Locate the word "instance" in the material, then show every line that holds it.

──────────

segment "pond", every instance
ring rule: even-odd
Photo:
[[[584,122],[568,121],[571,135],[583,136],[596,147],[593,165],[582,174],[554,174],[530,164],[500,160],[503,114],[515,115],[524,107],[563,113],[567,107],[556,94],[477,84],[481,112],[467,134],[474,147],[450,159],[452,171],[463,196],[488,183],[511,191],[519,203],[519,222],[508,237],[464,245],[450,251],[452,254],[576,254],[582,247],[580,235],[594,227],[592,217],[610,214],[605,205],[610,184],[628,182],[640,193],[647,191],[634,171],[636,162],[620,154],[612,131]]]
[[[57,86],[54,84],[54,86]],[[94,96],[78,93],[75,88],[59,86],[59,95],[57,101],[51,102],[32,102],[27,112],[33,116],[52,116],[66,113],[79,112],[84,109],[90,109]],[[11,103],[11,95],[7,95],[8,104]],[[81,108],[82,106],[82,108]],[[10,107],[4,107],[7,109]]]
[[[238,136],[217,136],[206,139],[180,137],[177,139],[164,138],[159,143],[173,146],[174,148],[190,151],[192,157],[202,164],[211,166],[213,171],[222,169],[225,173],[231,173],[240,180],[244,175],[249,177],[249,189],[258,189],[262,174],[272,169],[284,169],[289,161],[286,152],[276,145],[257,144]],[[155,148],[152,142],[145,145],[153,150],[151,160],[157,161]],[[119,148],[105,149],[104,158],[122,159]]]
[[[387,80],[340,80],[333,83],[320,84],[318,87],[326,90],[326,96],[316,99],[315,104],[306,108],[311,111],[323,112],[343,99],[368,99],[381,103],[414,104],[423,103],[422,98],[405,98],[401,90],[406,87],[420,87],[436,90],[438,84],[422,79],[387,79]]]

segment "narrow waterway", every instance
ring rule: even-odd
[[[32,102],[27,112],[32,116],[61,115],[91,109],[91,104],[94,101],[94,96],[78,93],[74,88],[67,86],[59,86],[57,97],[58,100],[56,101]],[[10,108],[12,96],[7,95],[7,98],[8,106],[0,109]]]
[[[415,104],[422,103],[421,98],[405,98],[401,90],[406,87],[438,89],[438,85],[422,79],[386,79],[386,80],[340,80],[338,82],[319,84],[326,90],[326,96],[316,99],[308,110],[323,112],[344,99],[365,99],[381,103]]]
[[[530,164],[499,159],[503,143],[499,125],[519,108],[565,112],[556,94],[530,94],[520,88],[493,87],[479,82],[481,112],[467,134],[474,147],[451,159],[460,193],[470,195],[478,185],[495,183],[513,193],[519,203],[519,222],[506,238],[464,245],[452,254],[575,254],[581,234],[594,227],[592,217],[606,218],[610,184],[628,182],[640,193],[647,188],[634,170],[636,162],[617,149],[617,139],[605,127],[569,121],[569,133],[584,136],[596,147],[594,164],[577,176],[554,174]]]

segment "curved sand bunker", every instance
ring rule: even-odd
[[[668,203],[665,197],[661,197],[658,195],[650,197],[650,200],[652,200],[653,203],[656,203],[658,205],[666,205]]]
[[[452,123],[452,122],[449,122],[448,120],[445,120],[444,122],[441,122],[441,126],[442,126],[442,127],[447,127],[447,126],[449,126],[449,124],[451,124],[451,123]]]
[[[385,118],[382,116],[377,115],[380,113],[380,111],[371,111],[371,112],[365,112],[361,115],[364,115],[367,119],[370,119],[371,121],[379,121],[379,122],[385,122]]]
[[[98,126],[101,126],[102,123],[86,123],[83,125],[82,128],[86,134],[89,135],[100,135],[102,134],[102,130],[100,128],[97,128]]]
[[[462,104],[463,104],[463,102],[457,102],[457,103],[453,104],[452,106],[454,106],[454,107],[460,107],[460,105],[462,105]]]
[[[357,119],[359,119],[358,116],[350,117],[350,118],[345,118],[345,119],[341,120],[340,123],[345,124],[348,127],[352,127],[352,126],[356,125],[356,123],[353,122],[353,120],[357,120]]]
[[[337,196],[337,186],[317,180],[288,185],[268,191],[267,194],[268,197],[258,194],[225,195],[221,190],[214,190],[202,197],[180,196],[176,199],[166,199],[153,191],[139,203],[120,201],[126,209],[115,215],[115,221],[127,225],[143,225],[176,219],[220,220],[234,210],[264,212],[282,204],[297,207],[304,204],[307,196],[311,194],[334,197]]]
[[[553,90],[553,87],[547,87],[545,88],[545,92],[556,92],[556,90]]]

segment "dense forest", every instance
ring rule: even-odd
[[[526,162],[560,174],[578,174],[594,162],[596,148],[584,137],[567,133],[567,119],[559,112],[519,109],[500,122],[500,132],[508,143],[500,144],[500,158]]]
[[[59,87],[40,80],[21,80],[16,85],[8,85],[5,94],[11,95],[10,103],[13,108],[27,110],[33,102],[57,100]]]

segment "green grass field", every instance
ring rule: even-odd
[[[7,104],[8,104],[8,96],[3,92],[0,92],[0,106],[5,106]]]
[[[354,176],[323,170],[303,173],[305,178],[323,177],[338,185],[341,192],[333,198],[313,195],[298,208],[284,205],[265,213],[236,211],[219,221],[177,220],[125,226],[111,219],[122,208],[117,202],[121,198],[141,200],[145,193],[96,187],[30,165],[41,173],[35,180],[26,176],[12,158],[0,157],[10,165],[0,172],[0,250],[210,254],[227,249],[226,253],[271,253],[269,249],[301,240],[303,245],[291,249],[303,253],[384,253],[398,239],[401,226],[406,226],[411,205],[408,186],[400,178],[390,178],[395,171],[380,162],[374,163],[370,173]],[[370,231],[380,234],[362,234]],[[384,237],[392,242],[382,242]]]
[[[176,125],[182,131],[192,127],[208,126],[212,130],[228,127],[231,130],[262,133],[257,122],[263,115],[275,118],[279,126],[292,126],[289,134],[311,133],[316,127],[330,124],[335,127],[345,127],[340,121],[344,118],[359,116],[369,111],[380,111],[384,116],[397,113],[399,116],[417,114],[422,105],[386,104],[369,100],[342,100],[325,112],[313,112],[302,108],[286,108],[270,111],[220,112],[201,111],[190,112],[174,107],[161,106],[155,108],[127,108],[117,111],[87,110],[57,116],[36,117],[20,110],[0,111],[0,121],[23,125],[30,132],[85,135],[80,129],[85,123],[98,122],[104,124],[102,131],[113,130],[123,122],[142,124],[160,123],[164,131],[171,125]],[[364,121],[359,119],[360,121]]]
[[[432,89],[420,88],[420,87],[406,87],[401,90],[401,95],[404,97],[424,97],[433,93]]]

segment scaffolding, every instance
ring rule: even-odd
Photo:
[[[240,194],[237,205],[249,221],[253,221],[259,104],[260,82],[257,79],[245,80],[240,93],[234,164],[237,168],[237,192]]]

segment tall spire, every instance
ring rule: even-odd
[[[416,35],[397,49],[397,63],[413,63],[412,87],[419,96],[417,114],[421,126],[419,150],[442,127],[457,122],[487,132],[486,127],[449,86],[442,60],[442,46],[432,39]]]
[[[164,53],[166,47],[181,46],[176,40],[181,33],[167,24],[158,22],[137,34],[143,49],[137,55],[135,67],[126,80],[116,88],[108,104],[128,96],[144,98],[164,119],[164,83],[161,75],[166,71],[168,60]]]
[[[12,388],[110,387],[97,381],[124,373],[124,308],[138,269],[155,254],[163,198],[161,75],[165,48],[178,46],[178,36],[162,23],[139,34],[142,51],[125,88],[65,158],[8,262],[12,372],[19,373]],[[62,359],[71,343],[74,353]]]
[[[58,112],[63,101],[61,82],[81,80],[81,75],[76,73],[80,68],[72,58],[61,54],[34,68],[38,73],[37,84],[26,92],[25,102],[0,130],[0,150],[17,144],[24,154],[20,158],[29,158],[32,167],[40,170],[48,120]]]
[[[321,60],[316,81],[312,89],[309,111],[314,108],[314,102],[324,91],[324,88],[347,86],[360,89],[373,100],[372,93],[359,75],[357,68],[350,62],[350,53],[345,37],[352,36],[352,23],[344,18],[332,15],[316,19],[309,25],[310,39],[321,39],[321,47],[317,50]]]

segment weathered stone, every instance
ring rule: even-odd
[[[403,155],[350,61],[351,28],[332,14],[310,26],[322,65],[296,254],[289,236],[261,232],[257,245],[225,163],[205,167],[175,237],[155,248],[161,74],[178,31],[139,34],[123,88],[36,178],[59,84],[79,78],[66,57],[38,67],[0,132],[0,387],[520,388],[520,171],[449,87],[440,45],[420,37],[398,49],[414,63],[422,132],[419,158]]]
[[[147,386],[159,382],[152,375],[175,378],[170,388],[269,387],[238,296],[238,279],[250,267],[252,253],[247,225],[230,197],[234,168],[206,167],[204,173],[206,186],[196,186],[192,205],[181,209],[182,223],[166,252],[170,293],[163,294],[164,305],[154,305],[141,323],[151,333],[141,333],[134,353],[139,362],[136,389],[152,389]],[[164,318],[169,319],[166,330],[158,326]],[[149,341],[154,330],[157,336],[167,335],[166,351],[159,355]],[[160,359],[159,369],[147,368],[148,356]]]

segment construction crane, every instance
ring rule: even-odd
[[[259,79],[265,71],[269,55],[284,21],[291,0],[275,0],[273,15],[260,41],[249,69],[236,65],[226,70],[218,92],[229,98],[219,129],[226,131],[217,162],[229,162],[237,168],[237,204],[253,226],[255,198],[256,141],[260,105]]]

──────────

» TASK RESULT
segment "pond", every instance
segment "narrow waterway", every instance
segment "curved sand bunker", every instance
segment "dense forest", every instance
segment "green grass field", every instance
segment scaffolding, every instance
segment tall spire, every instance
segment weathered stone, every instance
segment construction crane, every instance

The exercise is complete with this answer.